**PROMPT A:**
Decide whether each statement agrees with the passage on T'ang Shun-chih, answering yes or no and quoting the deciding words: (i) T'ang Shun-chih finished first on the 1529 metropolitan examination at age twenty-two; (ii) the T'ang lineage traced its ancestry back to Ch'ang-chou; (iii) Shun-chih's grandfather passed the chü-jen examination in 1510.

**DOCUMENT EXTRACT:**
##############################

Both Hsueh Ying-ch'i and T'ang Shun-chih were committed to statecraft agendas, which would significantly influence the Tung-lin partisans and continue to be an important feature in Ch'ang-chou intellectual life even after the fall of the Ming dynasty. Below, we will focus on T'ang Shun-chih's contributions to statecraft discourse in late Ming Ch'ang-chou Prefecture.[7]

A literatus who left his mark as a Confucian scholar, official, and literary stylist, T'ang Shun-chih came to immediate prominence in national and local life when he finished first on 1529 metropolitan examination at the age of twenty-two. The T'ang lineage, which traced its ancestry back to Yang-chou, had produced Hanlin Academy members during the Sung and Ming dynasties. Shun-chih's father, T'ang Yao, passed the chü-jen examination in 1510, and his grandfather T'ang Kuei passed the metropolitan examination in 1490. Firmly entrenched in Ch'ang-chou local society, T'ang Yao had arranged for Shun-chih to marry the daughter of Chuang Ch'i, from the increasingly prominent Chuang lineage. The biographies for both T'ang Yao and Shun-chih in the Ch'ang-chou prefectural gazetteer were posthumously prepared by the Tung-lin leader Ku Hsien-ch'eng.

##############################

**RECORDS TO PROCESS:**
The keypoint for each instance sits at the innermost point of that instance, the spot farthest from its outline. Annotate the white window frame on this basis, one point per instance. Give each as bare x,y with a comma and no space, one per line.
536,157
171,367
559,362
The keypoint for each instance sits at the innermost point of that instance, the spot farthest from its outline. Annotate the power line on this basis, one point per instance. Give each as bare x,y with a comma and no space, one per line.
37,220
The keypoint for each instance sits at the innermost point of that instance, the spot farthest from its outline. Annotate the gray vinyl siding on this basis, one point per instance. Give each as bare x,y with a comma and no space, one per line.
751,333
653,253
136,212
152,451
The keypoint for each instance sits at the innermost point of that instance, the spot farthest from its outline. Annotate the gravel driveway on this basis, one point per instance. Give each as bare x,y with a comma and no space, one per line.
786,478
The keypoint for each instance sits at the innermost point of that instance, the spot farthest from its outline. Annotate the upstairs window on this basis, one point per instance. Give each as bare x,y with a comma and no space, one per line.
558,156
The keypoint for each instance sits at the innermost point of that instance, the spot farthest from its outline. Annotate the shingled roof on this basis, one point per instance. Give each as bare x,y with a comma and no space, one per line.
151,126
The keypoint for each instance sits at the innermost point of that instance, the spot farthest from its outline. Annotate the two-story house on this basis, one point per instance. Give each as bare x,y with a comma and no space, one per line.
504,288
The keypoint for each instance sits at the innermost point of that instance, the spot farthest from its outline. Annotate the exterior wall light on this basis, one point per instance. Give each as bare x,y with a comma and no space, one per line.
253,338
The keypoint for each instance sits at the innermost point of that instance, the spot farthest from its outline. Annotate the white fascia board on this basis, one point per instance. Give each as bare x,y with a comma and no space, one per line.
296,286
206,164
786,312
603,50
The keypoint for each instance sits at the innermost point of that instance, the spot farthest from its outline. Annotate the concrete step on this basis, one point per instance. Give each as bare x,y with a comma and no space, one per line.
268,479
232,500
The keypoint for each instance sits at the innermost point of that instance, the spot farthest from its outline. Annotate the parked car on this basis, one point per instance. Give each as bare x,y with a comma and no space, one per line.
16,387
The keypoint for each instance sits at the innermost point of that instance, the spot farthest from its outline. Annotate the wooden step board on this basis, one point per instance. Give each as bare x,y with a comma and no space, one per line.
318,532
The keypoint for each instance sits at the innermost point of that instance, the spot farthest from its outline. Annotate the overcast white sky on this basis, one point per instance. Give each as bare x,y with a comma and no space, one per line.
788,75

##############################

**PROMPT B:**
Locate each line in the listing that contains the word "vinyl", and copy those lines out.

**WRITTEN SOLUTION A:**
(i) Yes: "finished first on 1529 metropolitan examination at the age of twenty-two"
(ii) No: "traced its ancestry back to Yang-chou"
(iii) No: "his grandfather T'ang Kuei passed the metropolitan examination in 1490"

**WRITTEN SOLUTION B:**
The keypoint for each instance sits at the innermost point of that instance, the spot farthest from its outline. Annotate the gray vinyl siding on this basis, one point per instance. Give each as bare x,y with a comma and no space, one per line.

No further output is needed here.